Reproduce each of the rows below line for line, without changing a single character.
'''
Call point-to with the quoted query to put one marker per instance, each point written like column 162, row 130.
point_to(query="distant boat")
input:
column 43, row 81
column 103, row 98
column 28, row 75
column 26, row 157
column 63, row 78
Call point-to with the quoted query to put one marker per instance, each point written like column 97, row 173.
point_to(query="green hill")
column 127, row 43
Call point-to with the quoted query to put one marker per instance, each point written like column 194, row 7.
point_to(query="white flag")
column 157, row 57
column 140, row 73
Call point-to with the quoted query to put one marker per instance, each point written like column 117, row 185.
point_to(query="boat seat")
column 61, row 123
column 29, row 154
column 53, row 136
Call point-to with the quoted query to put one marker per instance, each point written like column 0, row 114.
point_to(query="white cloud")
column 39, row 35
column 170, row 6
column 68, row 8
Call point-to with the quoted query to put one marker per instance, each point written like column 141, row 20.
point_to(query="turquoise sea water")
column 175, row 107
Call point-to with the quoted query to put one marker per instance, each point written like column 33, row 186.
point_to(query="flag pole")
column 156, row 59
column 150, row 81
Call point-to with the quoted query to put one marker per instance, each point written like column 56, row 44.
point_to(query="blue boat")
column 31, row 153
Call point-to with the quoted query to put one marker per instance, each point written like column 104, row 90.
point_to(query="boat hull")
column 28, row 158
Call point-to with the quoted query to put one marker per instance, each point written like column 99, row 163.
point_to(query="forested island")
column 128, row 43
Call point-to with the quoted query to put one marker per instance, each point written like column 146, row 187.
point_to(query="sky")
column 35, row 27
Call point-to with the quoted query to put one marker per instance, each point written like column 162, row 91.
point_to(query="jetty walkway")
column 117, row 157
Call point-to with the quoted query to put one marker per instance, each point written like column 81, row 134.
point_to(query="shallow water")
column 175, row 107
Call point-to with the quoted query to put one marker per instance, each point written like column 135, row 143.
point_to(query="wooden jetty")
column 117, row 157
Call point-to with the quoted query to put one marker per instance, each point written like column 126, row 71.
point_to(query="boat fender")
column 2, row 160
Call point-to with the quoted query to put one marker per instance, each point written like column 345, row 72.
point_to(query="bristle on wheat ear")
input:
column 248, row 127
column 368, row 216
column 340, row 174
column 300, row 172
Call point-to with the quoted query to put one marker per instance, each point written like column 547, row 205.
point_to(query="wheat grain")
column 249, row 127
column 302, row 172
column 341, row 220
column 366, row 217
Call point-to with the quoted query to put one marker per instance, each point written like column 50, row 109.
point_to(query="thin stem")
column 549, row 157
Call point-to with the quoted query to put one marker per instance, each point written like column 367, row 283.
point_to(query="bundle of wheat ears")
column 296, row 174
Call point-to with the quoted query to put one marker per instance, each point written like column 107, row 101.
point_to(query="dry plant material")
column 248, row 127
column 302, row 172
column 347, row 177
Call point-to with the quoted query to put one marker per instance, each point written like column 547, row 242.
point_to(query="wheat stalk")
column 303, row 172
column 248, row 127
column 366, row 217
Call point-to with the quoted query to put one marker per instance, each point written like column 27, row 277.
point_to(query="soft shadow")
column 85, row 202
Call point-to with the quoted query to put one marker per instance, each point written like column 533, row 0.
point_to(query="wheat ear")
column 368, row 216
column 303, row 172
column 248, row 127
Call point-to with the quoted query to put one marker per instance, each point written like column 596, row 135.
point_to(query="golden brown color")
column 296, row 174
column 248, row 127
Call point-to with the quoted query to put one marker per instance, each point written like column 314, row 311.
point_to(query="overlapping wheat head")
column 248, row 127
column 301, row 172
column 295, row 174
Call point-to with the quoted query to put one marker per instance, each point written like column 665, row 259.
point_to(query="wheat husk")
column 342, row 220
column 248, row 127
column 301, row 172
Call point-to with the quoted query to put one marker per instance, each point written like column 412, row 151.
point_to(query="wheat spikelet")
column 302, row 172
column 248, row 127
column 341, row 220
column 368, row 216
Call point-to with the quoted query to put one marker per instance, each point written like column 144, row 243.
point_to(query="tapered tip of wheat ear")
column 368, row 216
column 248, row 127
'''
## IN RESPONSE
Call point-to with the quoted query to put one marker per instance, each point written like column 162, row 130.
point_to(query="distant boat")
input:
column 43, row 81
column 103, row 98
column 28, row 75
column 26, row 157
column 63, row 78
Call point-to with the quoted query to put one marker per instance, each point written like column 97, row 173.
point_to(query="green hill")
column 127, row 43
Call point-to with the quoted query to put one marker per instance, each point written like column 194, row 7.
point_to(query="white flag")
column 157, row 57
column 140, row 73
Call point-to with the quoted query to put one marker per instance, each point written like column 117, row 185.
point_to(query="boat seat")
column 61, row 123
column 29, row 154
column 53, row 136
Call point-to with the quoted query to put one marker per instance, each point written like column 0, row 114.
point_to(query="white cloud")
column 39, row 35
column 170, row 6
column 68, row 8
Call point-to with the quoted query to put one marker per instance, each point written like column 141, row 20.
point_to(query="turquoise sea water")
column 175, row 107
Call point-to with the quoted query to put one marker per instance, each point written like column 33, row 186.
point_to(query="flag pole")
column 156, row 59
column 150, row 81
Call point-to with the quoted query to put one marker per instance, each point written like column 56, row 44.
point_to(query="blue boat")
column 31, row 153
Call point-to with the quoted query to put one marker per instance, each point written like column 104, row 90.
point_to(query="boat hull")
column 28, row 158
Call point-to with the quoted query to put one marker per instance, each point written like column 99, row 163.
point_to(query="forested island")
column 128, row 43
Call point-to with the quoted query to put one marker per instance, each point written like column 146, row 187.
point_to(query="sky")
column 35, row 27
Call point-to with the quoted query to put one marker per instance, each point written like column 162, row 91.
point_to(query="jetty walkway")
column 117, row 157
Call point-to with the quoted query to put one marker per instance, each point written like column 81, row 134.
point_to(query="shallow water")
column 175, row 107
Call point-to with the quoted query to put one marker per instance, each point written like column 135, row 143.
point_to(query="wooden jetty")
column 117, row 157
Call point-to with the quoted query to put one marker per instance, each point written like column 126, row 71.
point_to(query="boat fender")
column 2, row 160
Call point-to with the quoted query to put one marker per instance, each point written like column 345, row 72.
point_to(query="bristle on wheat ear")
input:
column 248, row 127
column 368, row 216
column 340, row 174
column 300, row 172
Call point-to with the quoted query to put one marker per instance, each point written like column 547, row 205.
point_to(query="wheat grain")
column 249, row 127
column 302, row 172
column 341, row 220
column 366, row 217
Call point-to with the quoted query to put one marker per instance, each point written like column 50, row 109.
point_to(query="thin stem")
column 549, row 157
Call point-to with the quoted query to put one marker per instance, each point written like column 367, row 283.
point_to(query="bundle of wheat ears")
column 296, row 174
Call point-to with the quoted query to put one marker per instance, each point written like column 107, row 101.
point_to(query="dry plant material")
column 248, row 127
column 302, row 172
column 347, row 177
Call point-to with the quoted query to put one marker per instance, each point written like column 547, row 242.
point_to(query="wheat stalk")
column 303, row 172
column 248, row 127
column 366, row 217
Call point-to with the quoted query to put one marker per instance, each point written like column 27, row 277.
point_to(query="soft shadow")
column 85, row 202
Call point-to with the quoted query to put one marker per instance, each point written like column 533, row 0.
point_to(query="wheat ear")
column 368, row 216
column 303, row 172
column 248, row 127
Call point-to with the quoted query to put one marker per instance, each point written like column 596, row 135.
point_to(query="golden brown color")
column 296, row 174
column 248, row 127
Call point-to with the quoted query to put one marker per instance, each point written like column 314, row 311.
point_to(query="overlapping wheat head")
column 248, row 127
column 301, row 172
column 295, row 174
Call point-to with the quoted query to put one marker per instance, each point written like column 665, row 259.
point_to(query="wheat husk")
column 342, row 220
column 248, row 127
column 301, row 172
Call point-to with the quoted query to put one marker per instance, each point written like column 412, row 151.
point_to(query="wheat spikelet")
column 302, row 172
column 248, row 127
column 341, row 220
column 368, row 216
Call point-to with the quoted query to put one marker per instance, each point written like column 144, row 243.
point_to(query="tapered tip of wheat ear")
column 368, row 216
column 248, row 127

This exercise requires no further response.